··· Input records ···

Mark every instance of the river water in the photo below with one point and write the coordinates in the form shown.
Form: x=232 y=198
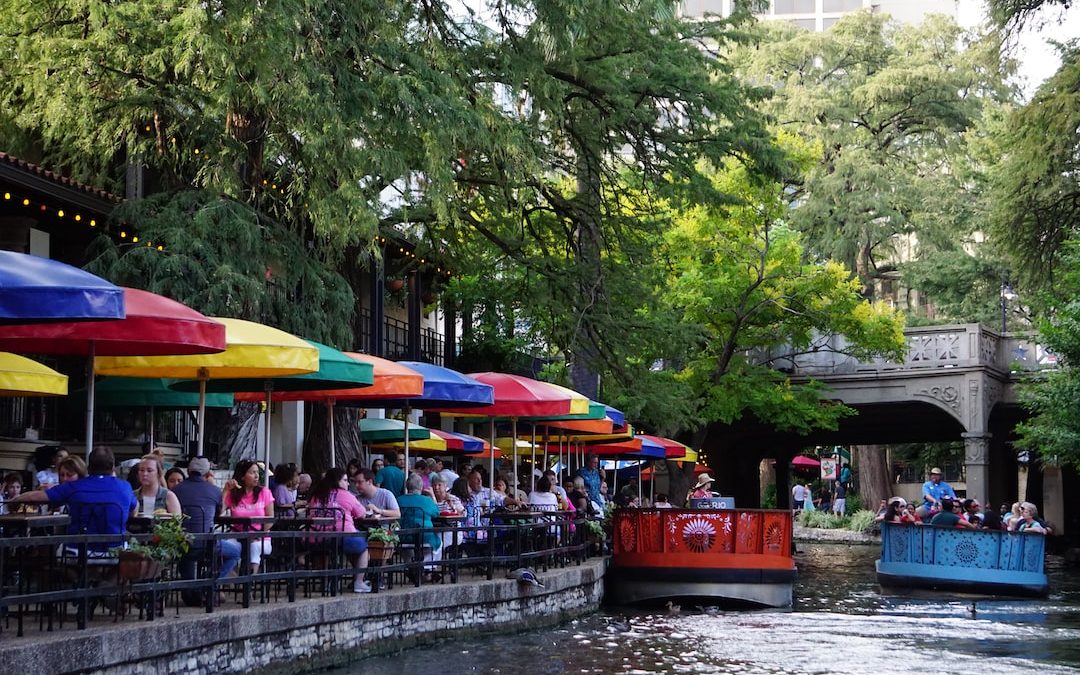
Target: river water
x=841 y=623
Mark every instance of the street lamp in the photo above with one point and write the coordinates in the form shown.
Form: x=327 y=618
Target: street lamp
x=1007 y=294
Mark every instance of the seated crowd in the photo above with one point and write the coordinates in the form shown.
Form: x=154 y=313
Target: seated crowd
x=100 y=503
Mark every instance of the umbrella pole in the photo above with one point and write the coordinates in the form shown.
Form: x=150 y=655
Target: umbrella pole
x=407 y=466
x=532 y=473
x=90 y=400
x=491 y=475
x=329 y=414
x=639 y=482
x=266 y=417
x=513 y=448
x=202 y=412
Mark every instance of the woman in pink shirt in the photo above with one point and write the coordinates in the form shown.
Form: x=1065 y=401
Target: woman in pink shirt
x=248 y=498
x=331 y=497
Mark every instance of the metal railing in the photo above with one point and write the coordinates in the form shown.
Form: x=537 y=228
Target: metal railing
x=38 y=582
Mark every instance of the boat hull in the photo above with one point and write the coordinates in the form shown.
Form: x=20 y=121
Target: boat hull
x=729 y=557
x=728 y=588
x=983 y=562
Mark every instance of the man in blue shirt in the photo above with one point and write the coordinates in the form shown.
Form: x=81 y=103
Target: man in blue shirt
x=933 y=491
x=98 y=504
x=390 y=476
x=591 y=474
x=201 y=501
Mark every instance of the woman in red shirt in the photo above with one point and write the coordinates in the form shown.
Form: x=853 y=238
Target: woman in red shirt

···

• Exercise aim: Revise the material above by replacing "with one point" with "with a single point" wherever it occurs, and keep everything else the same. Leave the pictures out of your answer.

• In response:
Mark every instance of the river water in the photo below with a single point and write the coordinates in the form shown.
Form: x=232 y=198
Target: river water
x=841 y=623
Mark every instance of the street lamp in the photo above with a single point and write the coordinates in the form shown.
Form: x=327 y=618
Target: street lamp
x=1007 y=294
Mark every instance of the seated crowd in the photo above with a single point and write the coordinates in the form shown.
Form: x=154 y=313
Target: seated crowd
x=100 y=503
Mark every instance of the umbrella pole in the photo above with a single point and write the coordinates in the form shown.
Form: x=150 y=655
Target: umbrella pole
x=407 y=466
x=532 y=473
x=90 y=400
x=491 y=475
x=329 y=414
x=639 y=482
x=266 y=417
x=513 y=448
x=202 y=412
Mark every instance of the woman in pink shirt in the photo above with a single point and write the coordinates in the form shown.
Form: x=1065 y=401
Target: woman in pink shirt
x=248 y=498
x=331 y=497
Mark every instance of the metal railing in the photo above with a single point and write the coordinates in the form shown.
Form: x=537 y=228
Target: metal railing
x=38 y=582
Mark every instance of the boat hull in the photo above with a single point and write the coordinates in the form shown.
Form: x=20 y=121
Target: boat hull
x=729 y=557
x=728 y=588
x=983 y=562
Mark every instance of the man in blue shirt in the photo above with a single point and write the coordinates in the form shown.
Form: x=81 y=103
Target: man in blue shirt
x=933 y=491
x=98 y=504
x=390 y=476
x=591 y=474
x=201 y=501
Mark every instance of the woman in red shirt in the photo above with a single point and write the coordinates in the form shown.
Form: x=853 y=238
Target: woman in red shirt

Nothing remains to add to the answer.